··· Extracted entries

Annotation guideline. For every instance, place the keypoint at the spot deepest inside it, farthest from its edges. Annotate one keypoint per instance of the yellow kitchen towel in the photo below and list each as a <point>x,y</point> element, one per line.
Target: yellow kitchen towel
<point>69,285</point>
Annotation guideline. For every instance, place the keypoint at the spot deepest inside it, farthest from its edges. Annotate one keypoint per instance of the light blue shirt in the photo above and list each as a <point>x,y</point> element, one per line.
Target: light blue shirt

······

### Directions
Every line in the entries above that mentions the word "shirt" must be shown.

### Result for this task
Annotation guideline. For every instance, place the keypoint at the spot deepest inside it, farthest from its edges. Annotate one keypoint per instance of the light blue shirt in the photo above and list each as a <point>x,y</point> element, one per line.
Target: light blue shirt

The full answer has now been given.